DESCRIPTION OF THE TASK: Print every item below word for word, changing nothing.

START RECORD LIST

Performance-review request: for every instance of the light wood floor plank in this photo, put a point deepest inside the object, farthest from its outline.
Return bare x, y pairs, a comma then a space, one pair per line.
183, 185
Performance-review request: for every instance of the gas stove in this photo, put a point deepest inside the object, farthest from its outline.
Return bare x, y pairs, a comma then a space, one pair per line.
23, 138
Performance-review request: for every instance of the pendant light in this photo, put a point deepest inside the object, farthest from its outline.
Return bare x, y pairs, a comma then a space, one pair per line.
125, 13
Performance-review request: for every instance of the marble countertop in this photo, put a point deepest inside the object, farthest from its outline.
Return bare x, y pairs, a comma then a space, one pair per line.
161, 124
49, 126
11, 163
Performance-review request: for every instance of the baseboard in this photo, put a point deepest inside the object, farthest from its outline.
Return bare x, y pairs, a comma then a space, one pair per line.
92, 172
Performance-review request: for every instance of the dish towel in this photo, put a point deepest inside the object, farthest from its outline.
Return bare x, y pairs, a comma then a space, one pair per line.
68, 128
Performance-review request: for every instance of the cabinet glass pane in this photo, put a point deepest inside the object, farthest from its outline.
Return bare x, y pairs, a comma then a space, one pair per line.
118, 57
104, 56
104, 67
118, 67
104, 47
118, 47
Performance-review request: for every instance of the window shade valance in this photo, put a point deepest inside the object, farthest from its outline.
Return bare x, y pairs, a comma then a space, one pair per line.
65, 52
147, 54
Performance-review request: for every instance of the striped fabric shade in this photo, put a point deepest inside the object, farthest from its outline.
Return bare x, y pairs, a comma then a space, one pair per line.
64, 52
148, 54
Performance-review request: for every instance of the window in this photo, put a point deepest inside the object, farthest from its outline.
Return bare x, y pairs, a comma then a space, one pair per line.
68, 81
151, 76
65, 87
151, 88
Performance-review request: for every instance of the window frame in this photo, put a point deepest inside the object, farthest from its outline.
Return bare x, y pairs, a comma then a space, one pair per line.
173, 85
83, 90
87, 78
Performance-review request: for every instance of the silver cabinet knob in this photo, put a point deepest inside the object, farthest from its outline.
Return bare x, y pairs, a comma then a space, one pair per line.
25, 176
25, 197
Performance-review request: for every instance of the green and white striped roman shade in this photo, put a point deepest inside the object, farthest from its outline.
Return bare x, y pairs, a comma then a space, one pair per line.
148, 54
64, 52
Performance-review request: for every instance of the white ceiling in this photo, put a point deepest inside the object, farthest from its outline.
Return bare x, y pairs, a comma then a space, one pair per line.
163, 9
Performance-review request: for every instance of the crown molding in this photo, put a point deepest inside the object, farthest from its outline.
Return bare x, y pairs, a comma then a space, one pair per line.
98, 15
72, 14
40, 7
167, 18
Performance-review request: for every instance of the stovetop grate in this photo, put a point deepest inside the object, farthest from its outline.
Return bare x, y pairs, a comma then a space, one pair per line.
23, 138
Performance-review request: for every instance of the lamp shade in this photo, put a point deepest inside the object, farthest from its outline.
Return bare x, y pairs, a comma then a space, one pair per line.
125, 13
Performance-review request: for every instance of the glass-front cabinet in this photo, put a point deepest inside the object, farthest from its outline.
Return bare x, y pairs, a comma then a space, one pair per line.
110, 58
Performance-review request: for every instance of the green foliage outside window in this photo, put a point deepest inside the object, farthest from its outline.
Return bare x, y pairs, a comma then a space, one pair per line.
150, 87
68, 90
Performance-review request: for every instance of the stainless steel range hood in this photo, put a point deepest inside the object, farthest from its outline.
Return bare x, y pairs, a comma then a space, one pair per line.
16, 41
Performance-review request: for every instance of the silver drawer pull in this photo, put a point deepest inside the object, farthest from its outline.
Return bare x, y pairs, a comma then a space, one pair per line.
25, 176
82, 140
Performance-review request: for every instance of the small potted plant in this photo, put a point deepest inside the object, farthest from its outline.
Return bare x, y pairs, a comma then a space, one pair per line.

END RECORD LIST

SOLUTION TO THIS TASK:
Performance-review request: for every instance of the light wood floor plank in this photo, put a point deepest inside the object, farthest from its outline.
Return bare x, y pairs, a comma then a space, one pair per line.
183, 185
Performance-review request: for every instance of the gas stove in this photo, put a point deepest inside the object, farthest from its outline.
Return bare x, y pairs, a comma then a space, one pair per line.
23, 138
Performance-review request: for every instance of the pendant light in this photo, put a point deepest inside the object, farthest from its outline.
Return bare x, y pairs, a comma then a space, one pair per line.
125, 13
Performance-review request: for every instance of the marble countertop in this photo, put a point deepest inside the object, farthest from its outline.
Return bare x, y pairs, a comma then a space, one pair per line.
161, 124
49, 126
11, 163
Performance-review request: for every instance of the baseboard in this photo, put a point deepest inside the object, farthest from its outline.
Return bare x, y pairs, a comma then a space, one pair per line.
92, 172
Performance-review request: for every instance of the dish towel in this photo, put a point deepest inside the object, farthest from its outline.
Return bare x, y pairs, a comma then a space, one pair per line.
68, 128
Performance-review request: for every instance of the cabinet glass pane in this photo, put a point deepest inside the object, farthest from its outline.
Return bare x, y pairs, a comma then a space, one pair per line.
118, 57
104, 56
104, 67
118, 67
104, 47
118, 47
Performance-review request: for every instance of the window shade valance in this photo, put a point deepest inside the object, farthest from its outline.
Return bare x, y pairs, a comma then a space, one pair per line.
65, 52
147, 54
Performance-review request: for every instance of the striped fabric shade in this photo, put a point deepest inside the object, farthest from its outline.
Return bare x, y pairs, a comma then a space, one pair per line.
64, 52
148, 54
Performance-review request: for every instance of the window in this photo, put a point deepest inside the object, farthest from its outline.
Return bare x, y pairs, a comma then a space, one pair per line.
68, 81
151, 76
65, 87
151, 88
Performance-review request: for every instance of the window frame in this photo, put a point deepest inside the object, farthest from its outline.
Return bare x, y pairs, a comma then a space, one pair per line.
173, 85
83, 90
87, 78
Performance-review request: for every instance of the silver cabinet knob in this photo, put a point deepest inside the object, farthest from its outline.
Return bare x, y pairs, a comma then a space, one pair per line.
25, 176
25, 197
Performance-review request: for every instance of the green and white striped roman shade in this photo, put a point deepest inside the object, farthest from its outline.
Return bare x, y pairs, a comma then a space, one pair per line.
148, 54
64, 52
Performance-review request: for every instance of the white ceiling in this photo, put a point deepest inside the object, farthest from its outline.
Return bare x, y pairs, a comma then a space, one pair per line.
163, 9
Performance-review request: for every instance of the crown molding in this photo, put a point deepest inside the object, farthest from its outline.
Return bare x, y pairs, a comma then a space, one pair per line.
98, 15
72, 14
40, 7
167, 18
Performance-review request: for every instance of the stovetop grate in this photo, put a point deepest inside the object, farthest from its outline.
Return bare x, y pairs, a comma then a space, one pair per line.
23, 138
Performance-review request: for every instance of the lamp shade in this photo, put a point deepest inside the object, farthest from its outline.
Return bare x, y pairs, a comma then a space, one pair per line.
125, 13
Performance-review request: for every instance of the glass-front cabinet in this photo, put a point deepest inside the object, farthest from its outline.
Return bare x, y pairs, a comma then a space, one pair per line.
110, 58
Performance-review request: for every instance of the green foliage outside window in this photo, put a point deepest inside the object, farthest from its outline.
Return bare x, y pairs, a comma then a space, one pair per line.
150, 87
68, 90
Performance-review request: for every instance of the stainless steel range hood in this photo, put a point deepest inside the object, farthest from its outline.
Return bare x, y pairs, a comma then a space, one pair per line.
16, 41
Performance-review request: for every instance of the silver drawer pull in this photo, put a point deepest inside the object, farthest from its outline.
Return bare x, y pairs, a comma then a space, one pair per line.
25, 176
82, 140
Performance-review request: for every instance of the small potted plant in this photo, put a point deepest inside the object, farthest from its outline.
Return bare x, y pairs, a comma then a space, one pair per line.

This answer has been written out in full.